• Исходный отрывок:
Свое вдохновенное слово о Пушкине он читал последним. На нем был черный пиджак поверх белого свитера с высоким воротником. Весь жилистый и сухой, обветренным красноватым лицом он похож был на рыбака. Говорил глуховатым голосом, отрубая слова, засунув руки в карманы. Иногда поворачивал голову в сторону Кристи и отчеканивал: «Чиновники суть наша чернь, чернь вчерашнего и сегодняшнего дня… Пускай же остерегутся от худшей клички те чиновники, которые собираются направлять поэзию по каким-то собственным руслам, посягая на ее тайную свободу и препятствуя ей выполнять ее таинственное назначение…» Бедный Кристи приметно страдал, ерзая на своем стуле. Мне передавали, что перед уходом, надевая пальто в передней, он сказал громко:
— Не ожидал я от Блока такой бестактности.

• Задание 1: Назовите всех людей, которые упомянуты в отрывке о речи Блока по имени или фамилии.
• Задание 2: Во что был одет выступавший, судя по отрывку о речи Блока?
• Задание 3: Продолжите отрывок о речи Блока о Пушкине с того места, где он заканчивается.

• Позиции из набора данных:
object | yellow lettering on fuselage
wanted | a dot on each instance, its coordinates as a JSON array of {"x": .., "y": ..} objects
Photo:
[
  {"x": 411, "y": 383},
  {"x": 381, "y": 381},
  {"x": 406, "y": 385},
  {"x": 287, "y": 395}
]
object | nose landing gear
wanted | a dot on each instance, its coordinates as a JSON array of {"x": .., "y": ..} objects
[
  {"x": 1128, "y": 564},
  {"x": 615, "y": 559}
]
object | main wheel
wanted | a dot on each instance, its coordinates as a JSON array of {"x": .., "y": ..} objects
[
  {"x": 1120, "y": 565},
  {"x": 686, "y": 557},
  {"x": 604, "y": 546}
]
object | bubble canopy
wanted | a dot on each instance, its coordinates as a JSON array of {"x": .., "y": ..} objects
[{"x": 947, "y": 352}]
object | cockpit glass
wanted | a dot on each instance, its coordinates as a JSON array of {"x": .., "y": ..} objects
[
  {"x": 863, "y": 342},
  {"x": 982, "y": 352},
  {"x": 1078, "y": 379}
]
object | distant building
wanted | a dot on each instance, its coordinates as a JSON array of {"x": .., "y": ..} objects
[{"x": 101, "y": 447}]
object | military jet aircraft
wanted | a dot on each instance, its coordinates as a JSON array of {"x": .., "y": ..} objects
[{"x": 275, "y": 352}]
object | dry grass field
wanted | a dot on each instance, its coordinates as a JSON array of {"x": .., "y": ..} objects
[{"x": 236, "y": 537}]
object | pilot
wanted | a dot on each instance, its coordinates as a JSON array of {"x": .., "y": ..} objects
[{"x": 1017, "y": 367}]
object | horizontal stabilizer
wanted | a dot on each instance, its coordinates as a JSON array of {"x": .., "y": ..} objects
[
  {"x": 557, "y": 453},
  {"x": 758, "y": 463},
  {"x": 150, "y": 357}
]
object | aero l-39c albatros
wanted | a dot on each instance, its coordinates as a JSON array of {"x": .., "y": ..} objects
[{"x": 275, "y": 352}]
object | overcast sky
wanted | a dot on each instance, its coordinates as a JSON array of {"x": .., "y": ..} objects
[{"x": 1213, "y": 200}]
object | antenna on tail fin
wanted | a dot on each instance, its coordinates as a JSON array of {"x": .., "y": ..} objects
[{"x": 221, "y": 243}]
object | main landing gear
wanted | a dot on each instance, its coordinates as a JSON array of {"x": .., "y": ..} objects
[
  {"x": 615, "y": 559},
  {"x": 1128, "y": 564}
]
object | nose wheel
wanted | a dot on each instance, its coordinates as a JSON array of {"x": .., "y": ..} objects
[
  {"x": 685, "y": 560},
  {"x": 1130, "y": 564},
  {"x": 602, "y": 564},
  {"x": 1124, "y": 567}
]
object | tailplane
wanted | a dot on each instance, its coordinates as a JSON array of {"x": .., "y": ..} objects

• Ответ к заданию 1: Пушкин, Кристи, Блок.

• Ответ к заданию 2: В черный пиджак поверх белого свитера с высоким воротником.

• Ответ к заданию 3:
Однако, в той обстановке и в устах Блока речь прозвучала не бестактностью, а глубоким трагизмом, отчасти, может быть, покаянием. Автор «Двенадцати» завещал русскому обществу и русской литературе хранить последнее пушкинское наследие — свободу, хотя бы «тайную». И пока он говорил, чувствовалось, как постепенно рушится стена между ним и залом. В овациях, которыми его провожали, была та просветленная радость, которая всегда сопутствует примирению с любимым человеком.
Во время блоковской речи появился Гумилев. Под руку с тою же дамою, что была с ним на балу, он торжественно шел через весь зал по проходу. Однако, на этот раз в его опоздании на пушкинский вечер, и в его фраке, (быть может, рядом со свитером Блока), и в вырезном платье его спутницы было что-то неприятное. На эстраде было для него приготовлено место. Он уже занес ногу на скрипучую ступеньку, но Котляревский резко махнул на него рукой, он сел где-то в публике и через несколько минут вышел.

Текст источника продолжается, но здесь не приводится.